-- Task requirements --
Pull out each line of the records holding the string "yellow".

----------------

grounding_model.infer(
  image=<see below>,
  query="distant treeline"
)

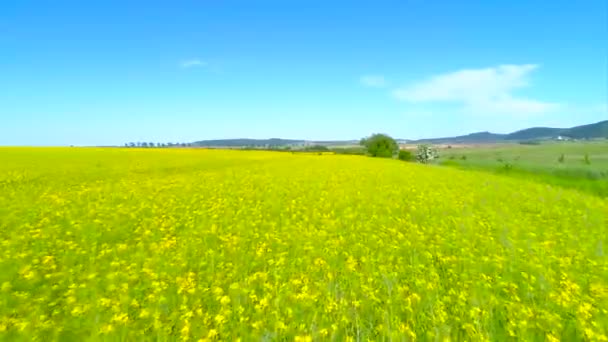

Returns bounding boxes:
[241,145,367,155]
[124,142,192,148]
[121,142,367,155]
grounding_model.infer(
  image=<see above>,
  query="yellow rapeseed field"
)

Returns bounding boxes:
[0,148,607,341]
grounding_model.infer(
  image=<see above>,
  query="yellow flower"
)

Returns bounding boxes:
[100,324,114,334]
[294,335,312,342]
[139,309,150,319]
[207,329,218,339]
[214,314,226,325]
[181,322,190,337]
[71,306,84,316]
[220,295,231,305]
[111,313,129,324]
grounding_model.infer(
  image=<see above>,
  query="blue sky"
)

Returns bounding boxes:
[1,0,606,146]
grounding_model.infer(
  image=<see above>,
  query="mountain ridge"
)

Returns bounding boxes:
[191,120,608,147]
[393,120,607,144]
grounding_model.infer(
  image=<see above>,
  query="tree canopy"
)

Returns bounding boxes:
[361,134,398,158]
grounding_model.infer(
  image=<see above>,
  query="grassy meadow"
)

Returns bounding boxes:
[1,147,607,341]
[438,141,608,197]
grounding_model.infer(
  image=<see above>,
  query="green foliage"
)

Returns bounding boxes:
[558,154,565,163]
[398,149,414,162]
[303,145,329,152]
[519,140,541,145]
[552,168,608,180]
[362,133,398,158]
[330,147,366,155]
[584,153,591,165]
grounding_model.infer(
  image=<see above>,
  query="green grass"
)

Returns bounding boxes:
[438,141,608,197]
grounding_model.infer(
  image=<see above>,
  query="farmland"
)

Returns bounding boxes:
[0,148,607,341]
[437,141,608,197]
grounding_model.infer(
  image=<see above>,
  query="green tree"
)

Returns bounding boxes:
[303,145,329,152]
[398,149,414,161]
[362,134,398,158]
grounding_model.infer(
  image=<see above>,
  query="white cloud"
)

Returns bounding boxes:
[360,75,387,88]
[392,64,559,116]
[180,59,207,68]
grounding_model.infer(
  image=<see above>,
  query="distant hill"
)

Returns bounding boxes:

----------------

-- Expected answer --
  query="yellow rapeseed field"
  query="yellow flower"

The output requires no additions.